→ TEXT:
- Opening Delimiter -

We will proceed to turn over the leaves of the little volume before us, and make a few extracts as we go along from the different chapters as they occur, paying chief attention to those parts which tend to distinguish the most remarkable traits in the character of this singular person. By so doing, we hope to gain another object, that of making this interesting work better known to the generality of readers, and thus ensuring a more particular notice of it than is commonly paid.

The first chapter our auto-biographer entitles " Patria et Majores," in which he gives a very particular account of the family of Cardan. The duration of life always seems to have been a very favourite speculation with him, probably in consequence of his astrological studies, and the prediction relative to his own death. He therefore dwells, with manifest pleasure, on the remarkable longevity for which his ancestors were distinguished. The sons of his grandfather, he tells us, lived respectively to the ages of ninety-three, eighty-eight, eighty-six; and their sons again to those of eighty-eight, ninety-six, seventy-four, eighty-four; and his father to that of eighty. With the same delight, he reckons up the years of his maternal relations. His astrological propensities lead him to pay particular attention to all coincident events; and he mentions in this chapter, with a laudable minute

ness, that his maternal grandfather spent part of his time in prison, at the very same period of life that this wholesome restraint was laid upon himself.

He gives a whole chapter to the account of his birth and the astrological situation of the stars at the time of it. It is here that he records his narrow escape from the designs of his mother.

- Closing Delimiter -

→ DATA:
- Opening Delimiter -

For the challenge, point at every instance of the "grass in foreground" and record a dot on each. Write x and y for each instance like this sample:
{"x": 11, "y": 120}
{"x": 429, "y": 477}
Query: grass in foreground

- Closing Delimiter -

→ ABOUT THIS EXERCISE:
Reproduce word for word the passage of the text on Cardan's autobiography starting with "ness, that his" and going on through "laid upon himself.".

→ REPLY:
ness, that his maternal grandfather spent part of his time in prison, at the very same period of life that this wholesome restraint was laid upon himself.